提供テキスト
安室奈美恵、海外とのシンクロや革新的なサウンド

今年、デビュー25周年を迎えた安室奈美恵。今回はそのサウンド面にフューチャーしてみたい。

結論を先に言えば、安室奈美恵のサウンドにはJ-POPの代名詞や小室ファミリーとしての側面と、小室プロデュースを離れて以降のR&BやHIP HOPに傾倒していったという側面の二つのイメージがあるが、実は一貫して、ブラックミュージックをベースにし、常に世界の最先端のサウンドを取り入れ続けてきたアーティストなのだ。

ユーロビートからTKサウンドへ

デビュー以降、『TRY ME 〜私を信じて〜』や『太陽のSEASON』など、ユーロビート路線の楽曲でヒット曲を生んでいた安室奈美恵は、1995年に現在も所属するavexにレコード会社を移籍。1995年10月25日にリリースされた『Body Feels EXIT』からは小室哲哉がプロデュースを手がけるようになる。そして、続けてリリースした『Chase the Chance』(12月4日リリース)で、自身初のオリコンランキング1位、さらにミリオンセラーを達成、『NHK紅白歌合戦』への初出場も果たし大ブレイクを迎える。

指示 1
安室奈美恵のサウンドについての文章をもとに、次の問いに答えよ。
(a) 安室奈美恵は今年、デビュー何周年を迎えたか。
(b) 安室奈美恵がavexにレコード会社を移籍したのは何年か。
(c) 小室哲哉がプロデュースを手がけるようになった最初の作品は何か。
指示 2
安室奈美恵のサウンドについての文章のうち、「デビュー以降、『TRY ME」で始まる段落を、主な事実を残して箇条書きに書き改めよ。

提供記録
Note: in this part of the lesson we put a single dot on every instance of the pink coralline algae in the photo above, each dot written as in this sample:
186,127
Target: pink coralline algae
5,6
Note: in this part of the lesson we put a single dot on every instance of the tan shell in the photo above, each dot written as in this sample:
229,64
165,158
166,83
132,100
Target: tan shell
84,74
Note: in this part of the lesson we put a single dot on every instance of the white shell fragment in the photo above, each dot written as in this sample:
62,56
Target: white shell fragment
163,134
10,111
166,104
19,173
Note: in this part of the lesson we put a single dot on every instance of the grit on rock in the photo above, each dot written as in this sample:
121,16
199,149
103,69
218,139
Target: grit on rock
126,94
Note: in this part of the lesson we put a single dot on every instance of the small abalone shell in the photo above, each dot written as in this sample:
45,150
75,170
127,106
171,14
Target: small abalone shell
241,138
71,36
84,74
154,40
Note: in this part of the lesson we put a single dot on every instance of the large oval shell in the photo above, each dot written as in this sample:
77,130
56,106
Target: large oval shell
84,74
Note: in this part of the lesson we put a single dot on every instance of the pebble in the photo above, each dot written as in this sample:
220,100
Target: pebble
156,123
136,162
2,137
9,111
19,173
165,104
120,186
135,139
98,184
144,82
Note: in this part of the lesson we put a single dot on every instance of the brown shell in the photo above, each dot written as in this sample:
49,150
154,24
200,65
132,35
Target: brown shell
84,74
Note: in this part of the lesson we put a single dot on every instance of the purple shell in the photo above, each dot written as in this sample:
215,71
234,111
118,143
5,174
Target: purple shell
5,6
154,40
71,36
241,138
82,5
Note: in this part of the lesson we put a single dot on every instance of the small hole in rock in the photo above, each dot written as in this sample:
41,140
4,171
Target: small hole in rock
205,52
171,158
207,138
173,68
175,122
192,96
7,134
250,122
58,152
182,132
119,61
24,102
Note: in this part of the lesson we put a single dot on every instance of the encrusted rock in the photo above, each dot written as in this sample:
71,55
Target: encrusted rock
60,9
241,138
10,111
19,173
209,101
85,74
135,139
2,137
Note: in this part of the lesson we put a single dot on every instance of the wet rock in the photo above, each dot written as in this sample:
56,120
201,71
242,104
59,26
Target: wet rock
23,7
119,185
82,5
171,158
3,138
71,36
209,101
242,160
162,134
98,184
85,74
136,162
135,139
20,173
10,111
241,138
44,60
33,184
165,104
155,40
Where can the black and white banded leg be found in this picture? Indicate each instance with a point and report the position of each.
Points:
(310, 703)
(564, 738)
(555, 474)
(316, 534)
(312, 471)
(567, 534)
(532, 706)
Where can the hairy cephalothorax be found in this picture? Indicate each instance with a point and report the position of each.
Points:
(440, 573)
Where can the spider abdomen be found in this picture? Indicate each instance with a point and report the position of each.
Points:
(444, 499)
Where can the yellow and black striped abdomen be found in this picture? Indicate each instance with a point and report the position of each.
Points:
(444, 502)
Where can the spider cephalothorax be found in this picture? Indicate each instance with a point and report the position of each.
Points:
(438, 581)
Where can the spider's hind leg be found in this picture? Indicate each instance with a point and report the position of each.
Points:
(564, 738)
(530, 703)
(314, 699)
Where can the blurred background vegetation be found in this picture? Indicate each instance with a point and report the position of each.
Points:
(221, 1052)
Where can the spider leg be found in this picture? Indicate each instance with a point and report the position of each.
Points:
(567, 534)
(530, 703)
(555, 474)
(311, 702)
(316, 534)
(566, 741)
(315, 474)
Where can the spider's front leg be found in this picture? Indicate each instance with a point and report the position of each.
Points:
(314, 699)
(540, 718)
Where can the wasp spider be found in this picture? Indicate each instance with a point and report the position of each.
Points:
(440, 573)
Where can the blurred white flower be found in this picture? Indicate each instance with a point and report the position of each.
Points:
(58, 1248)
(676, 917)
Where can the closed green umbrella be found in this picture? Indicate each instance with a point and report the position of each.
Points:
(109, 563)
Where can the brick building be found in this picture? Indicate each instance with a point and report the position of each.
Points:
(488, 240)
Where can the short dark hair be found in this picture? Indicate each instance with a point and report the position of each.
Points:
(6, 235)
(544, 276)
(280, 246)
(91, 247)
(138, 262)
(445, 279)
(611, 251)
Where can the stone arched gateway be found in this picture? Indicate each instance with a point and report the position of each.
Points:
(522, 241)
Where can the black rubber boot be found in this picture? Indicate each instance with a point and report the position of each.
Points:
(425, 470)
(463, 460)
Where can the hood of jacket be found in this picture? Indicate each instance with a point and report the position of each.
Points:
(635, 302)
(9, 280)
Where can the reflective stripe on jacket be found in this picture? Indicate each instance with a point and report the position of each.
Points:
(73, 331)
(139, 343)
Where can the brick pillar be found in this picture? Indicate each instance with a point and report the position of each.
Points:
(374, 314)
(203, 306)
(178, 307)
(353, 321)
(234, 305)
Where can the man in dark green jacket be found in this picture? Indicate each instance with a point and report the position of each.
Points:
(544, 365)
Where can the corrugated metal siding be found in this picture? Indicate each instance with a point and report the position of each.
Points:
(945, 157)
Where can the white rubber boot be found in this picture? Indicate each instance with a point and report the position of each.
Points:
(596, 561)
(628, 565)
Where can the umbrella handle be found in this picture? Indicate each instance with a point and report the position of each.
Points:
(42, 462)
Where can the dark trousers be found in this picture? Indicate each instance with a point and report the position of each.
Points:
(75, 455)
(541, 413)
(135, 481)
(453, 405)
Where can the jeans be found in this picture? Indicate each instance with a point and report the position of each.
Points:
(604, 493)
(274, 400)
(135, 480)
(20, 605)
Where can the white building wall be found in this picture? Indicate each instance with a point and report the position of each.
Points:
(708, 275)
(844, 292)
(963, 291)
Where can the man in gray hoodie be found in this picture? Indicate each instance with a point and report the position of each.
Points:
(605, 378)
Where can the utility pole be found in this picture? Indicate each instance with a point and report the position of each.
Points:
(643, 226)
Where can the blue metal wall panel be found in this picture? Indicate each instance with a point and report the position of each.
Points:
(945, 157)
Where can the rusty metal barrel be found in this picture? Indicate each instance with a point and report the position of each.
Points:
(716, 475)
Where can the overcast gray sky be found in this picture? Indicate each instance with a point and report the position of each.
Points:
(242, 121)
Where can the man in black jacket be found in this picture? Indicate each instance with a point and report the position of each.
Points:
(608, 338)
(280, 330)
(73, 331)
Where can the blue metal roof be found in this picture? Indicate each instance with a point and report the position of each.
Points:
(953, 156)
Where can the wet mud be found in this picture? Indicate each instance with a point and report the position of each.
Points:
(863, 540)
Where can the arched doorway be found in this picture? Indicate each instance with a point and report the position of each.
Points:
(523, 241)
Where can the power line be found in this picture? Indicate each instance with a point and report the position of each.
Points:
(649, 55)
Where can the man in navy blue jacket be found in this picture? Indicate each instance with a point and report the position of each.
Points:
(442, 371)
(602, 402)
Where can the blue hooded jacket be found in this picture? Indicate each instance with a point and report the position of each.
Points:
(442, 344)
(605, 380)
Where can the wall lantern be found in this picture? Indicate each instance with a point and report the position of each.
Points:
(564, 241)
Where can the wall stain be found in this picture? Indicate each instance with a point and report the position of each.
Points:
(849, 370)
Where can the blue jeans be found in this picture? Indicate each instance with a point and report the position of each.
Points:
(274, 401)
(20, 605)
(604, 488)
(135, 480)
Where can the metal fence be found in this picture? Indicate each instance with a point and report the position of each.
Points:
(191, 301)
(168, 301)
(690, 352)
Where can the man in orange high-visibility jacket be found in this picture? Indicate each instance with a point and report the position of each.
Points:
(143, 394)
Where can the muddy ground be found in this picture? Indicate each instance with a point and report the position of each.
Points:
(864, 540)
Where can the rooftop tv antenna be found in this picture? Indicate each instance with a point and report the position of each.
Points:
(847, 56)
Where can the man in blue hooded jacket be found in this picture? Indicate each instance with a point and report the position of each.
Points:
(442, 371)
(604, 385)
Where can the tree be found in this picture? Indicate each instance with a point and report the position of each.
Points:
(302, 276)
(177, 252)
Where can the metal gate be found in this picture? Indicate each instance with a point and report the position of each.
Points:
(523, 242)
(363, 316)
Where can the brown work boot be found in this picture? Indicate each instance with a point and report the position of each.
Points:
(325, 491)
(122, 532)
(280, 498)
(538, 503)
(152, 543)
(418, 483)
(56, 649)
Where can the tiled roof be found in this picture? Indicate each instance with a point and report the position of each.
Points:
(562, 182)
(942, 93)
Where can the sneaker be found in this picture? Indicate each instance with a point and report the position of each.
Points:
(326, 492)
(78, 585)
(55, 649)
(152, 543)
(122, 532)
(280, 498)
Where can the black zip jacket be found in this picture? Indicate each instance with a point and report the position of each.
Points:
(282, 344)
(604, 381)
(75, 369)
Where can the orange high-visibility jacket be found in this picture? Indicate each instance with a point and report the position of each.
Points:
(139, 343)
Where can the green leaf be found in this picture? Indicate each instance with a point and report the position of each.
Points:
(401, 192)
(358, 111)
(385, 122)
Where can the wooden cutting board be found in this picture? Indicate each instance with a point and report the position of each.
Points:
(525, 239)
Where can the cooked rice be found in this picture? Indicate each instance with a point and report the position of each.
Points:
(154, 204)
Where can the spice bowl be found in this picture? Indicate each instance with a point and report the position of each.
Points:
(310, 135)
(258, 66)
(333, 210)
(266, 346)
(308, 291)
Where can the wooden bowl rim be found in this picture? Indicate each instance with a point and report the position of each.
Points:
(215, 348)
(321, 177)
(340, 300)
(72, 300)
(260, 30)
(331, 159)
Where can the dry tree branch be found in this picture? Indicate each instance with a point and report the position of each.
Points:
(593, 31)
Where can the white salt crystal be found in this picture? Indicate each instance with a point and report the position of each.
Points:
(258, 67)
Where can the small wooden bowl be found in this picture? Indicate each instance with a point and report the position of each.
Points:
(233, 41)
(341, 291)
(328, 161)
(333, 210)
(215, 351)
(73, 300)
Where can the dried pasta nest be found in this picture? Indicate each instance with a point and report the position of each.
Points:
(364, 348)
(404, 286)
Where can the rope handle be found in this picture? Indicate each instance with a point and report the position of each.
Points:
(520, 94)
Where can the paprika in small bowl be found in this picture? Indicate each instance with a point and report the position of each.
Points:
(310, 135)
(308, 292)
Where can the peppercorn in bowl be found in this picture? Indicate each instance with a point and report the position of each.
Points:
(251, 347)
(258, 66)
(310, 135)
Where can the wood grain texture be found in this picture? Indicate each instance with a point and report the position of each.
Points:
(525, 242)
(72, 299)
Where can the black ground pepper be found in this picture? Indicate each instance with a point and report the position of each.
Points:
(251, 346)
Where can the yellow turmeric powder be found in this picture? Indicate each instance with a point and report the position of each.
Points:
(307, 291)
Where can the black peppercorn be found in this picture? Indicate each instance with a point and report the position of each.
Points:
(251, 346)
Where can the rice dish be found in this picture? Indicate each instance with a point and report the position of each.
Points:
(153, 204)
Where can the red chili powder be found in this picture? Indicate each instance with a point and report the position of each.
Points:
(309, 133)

出力全文 1
(a) 25周年
(b) 1995年
(c) 『Body Feels EXIT』

出力全文 2
- デビュー以降、『TRY ME 〜私を信じて〜』『太陽のSEASON』などユーロビート路線の楽曲でヒット曲を生む
- 1995年、現在も所属するavexにレコード会社を移籍
- 1995年10月25日リリースの『Body Feels EXIT』から小室哲哉がプロデュースを担当
- 続く『Chase the Chance』(12月4日リリース)で自身初のオリコンランキング1位とミリオンセラーを達成
- 『NHK紅白歌合戦』に初出場し、大ブレイクを迎える